## WHAT YOU NEED TO DO:
Rewrite every line of the data below as a numbered list, skipping blank lines. Leave the pictures out of your list.

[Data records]
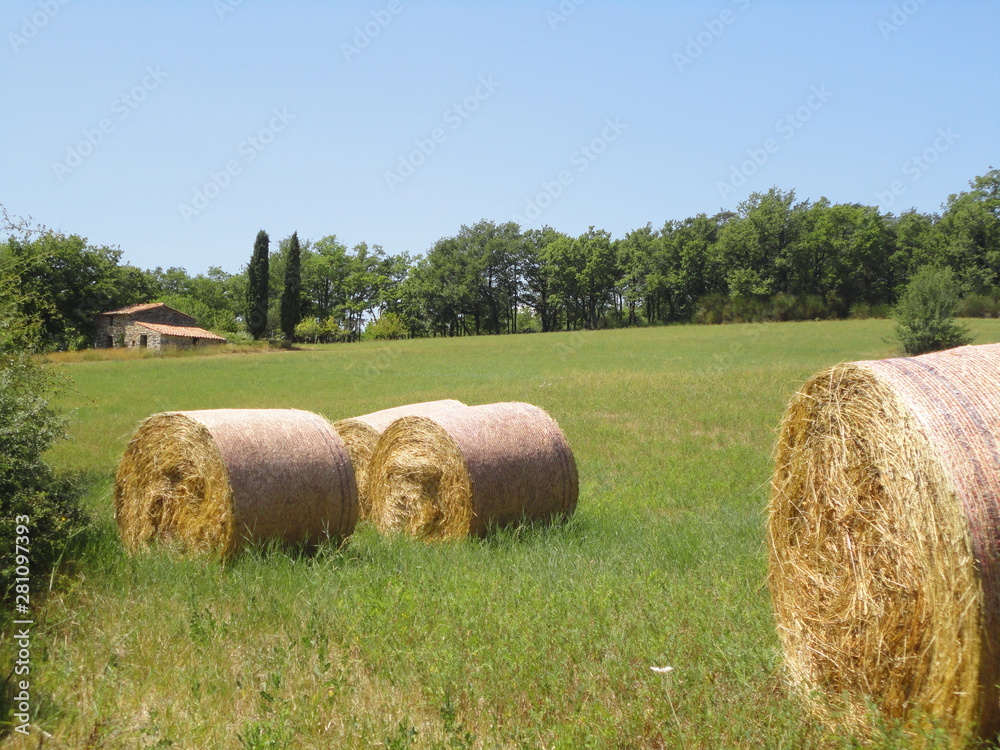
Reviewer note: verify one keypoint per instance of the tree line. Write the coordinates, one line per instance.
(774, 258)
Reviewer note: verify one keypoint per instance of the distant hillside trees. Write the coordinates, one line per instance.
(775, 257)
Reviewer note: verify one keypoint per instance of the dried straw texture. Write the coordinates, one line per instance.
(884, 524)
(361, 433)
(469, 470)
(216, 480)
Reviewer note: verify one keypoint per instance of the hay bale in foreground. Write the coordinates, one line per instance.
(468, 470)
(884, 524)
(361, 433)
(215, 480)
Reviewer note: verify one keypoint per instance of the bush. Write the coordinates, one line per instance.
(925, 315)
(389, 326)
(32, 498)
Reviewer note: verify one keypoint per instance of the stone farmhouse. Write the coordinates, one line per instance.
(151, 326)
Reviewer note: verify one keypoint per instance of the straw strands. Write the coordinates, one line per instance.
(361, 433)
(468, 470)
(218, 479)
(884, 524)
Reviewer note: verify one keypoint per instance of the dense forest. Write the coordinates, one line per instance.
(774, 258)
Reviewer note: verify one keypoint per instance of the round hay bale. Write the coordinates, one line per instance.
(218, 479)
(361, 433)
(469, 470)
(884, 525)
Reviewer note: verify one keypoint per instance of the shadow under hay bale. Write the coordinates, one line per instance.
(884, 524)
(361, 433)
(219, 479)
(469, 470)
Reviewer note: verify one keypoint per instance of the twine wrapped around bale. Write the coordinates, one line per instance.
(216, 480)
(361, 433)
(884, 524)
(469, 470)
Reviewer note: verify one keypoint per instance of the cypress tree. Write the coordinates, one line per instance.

## EXPECTED OUTPUT:
1. Reviewer note: verify one keypoint per instance of the tree line. Write the coordinates, one line per instance.
2. (774, 258)
3. Reviewer note: verify one keypoint per instance of the distant hillside trees. Write the coordinates, one line per instance.
4. (775, 257)
5. Reviewer note: verify one keypoint per instance of the dried straw texture. Write the coordinates, one line per instance.
6. (884, 524)
7. (361, 433)
8. (469, 470)
9. (216, 480)
10. Reviewer note: verify one keypoint per instance of the hay bale in foreground. Write the coordinates, one line per instance.
11. (468, 470)
12. (884, 524)
13. (361, 433)
14. (215, 480)
15. Reviewer note: verify one keypoint per instance of the bush. Write the coordinates, one line per instance.
16. (925, 315)
17. (389, 326)
18. (32, 498)
19. Reviewer note: verify one keypoint per instance of the stone farmhouse. Write the coordinates, one line per instance.
20. (151, 326)
21. Reviewer note: verify one keypoint per instance of the straw strands. Write the coordinates, one line per instance.
22. (361, 433)
23. (468, 470)
24. (218, 479)
25. (884, 524)
26. Reviewer note: verify one keypoint per instance of the dense forest. Write the coordinates, one line per instance.
27. (774, 258)
28. Reviewer note: verify one keypoint per instance of the round hay bale. Write the coordinates, one line per instance.
29. (218, 479)
30. (361, 433)
31. (469, 470)
32. (884, 525)
33. Reviewer note: verify one keypoint per instance of the shadow under hay bale. Write the coordinates, one line per instance.
34. (884, 524)
35. (361, 433)
36. (219, 479)
37. (469, 470)
38. Reviewer note: verify one keypoint per instance of the twine wrapped around bale. Write the coordinates, one line per instance.
39. (216, 480)
40. (361, 433)
41. (884, 524)
42. (469, 470)
43. Reviewer note: verify one keypoint per instance of the cypress tree. Write the coordinates, one line per instance.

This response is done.